-- BEGIN --

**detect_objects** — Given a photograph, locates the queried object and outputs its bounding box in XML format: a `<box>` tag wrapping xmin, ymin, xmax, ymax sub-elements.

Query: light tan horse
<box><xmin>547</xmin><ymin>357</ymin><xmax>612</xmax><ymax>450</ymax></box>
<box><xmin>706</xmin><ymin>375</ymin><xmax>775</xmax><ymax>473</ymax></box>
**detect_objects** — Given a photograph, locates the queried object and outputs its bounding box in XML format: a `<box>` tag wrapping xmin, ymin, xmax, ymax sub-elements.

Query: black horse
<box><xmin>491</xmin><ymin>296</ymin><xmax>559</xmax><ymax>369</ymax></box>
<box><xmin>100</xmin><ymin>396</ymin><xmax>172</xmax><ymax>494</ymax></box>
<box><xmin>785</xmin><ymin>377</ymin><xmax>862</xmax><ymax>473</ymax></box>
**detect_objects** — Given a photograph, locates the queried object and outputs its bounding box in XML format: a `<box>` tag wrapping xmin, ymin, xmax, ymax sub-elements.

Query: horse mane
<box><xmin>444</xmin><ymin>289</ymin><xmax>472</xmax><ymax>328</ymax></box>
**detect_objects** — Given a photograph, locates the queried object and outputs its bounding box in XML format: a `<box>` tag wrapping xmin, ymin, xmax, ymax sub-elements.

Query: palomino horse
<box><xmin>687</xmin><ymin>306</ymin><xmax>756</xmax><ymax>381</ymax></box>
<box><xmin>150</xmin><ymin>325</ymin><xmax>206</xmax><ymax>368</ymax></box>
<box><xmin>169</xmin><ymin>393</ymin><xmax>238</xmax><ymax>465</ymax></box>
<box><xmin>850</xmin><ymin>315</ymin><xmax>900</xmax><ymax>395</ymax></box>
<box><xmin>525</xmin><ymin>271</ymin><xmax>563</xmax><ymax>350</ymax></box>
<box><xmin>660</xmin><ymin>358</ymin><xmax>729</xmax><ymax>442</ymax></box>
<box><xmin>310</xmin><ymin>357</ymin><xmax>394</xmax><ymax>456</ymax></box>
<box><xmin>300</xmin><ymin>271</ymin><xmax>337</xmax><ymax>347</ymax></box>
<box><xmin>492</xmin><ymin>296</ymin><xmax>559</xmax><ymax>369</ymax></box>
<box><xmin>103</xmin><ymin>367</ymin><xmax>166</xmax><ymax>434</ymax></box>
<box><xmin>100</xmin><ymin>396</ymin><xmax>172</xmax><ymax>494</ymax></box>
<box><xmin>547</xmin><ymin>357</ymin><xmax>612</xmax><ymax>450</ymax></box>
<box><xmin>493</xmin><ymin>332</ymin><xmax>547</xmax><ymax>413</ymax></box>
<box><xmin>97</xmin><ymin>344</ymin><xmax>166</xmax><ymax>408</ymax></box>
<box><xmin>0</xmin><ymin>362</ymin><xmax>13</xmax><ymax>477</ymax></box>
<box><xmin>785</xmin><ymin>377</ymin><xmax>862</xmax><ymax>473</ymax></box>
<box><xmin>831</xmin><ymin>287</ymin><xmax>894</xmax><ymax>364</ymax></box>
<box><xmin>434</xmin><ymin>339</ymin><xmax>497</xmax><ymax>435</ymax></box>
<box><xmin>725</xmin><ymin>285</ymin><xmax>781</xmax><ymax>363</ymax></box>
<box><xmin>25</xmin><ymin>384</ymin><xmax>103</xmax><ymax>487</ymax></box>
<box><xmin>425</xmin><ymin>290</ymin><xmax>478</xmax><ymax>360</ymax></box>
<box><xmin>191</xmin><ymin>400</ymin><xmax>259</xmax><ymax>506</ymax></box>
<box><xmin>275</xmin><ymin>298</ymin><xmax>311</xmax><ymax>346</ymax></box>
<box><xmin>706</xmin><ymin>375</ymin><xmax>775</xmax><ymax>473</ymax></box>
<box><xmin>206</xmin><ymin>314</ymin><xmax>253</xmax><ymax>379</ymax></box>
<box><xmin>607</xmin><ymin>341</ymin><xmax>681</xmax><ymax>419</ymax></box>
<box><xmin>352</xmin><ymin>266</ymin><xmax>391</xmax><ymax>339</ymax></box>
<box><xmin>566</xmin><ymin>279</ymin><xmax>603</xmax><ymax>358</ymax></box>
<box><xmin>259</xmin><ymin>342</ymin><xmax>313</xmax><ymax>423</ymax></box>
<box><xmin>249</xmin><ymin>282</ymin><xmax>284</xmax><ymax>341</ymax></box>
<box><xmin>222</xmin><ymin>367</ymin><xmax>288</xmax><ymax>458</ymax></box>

-- END --

◆ TASK PROMPT: Please return every line of the entries above that contains the word "horse".

◆ RESULT FOR THIS EXERCISE:
Query: light tan horse
Query: black horse
Query: horse mane
Query: palomino horse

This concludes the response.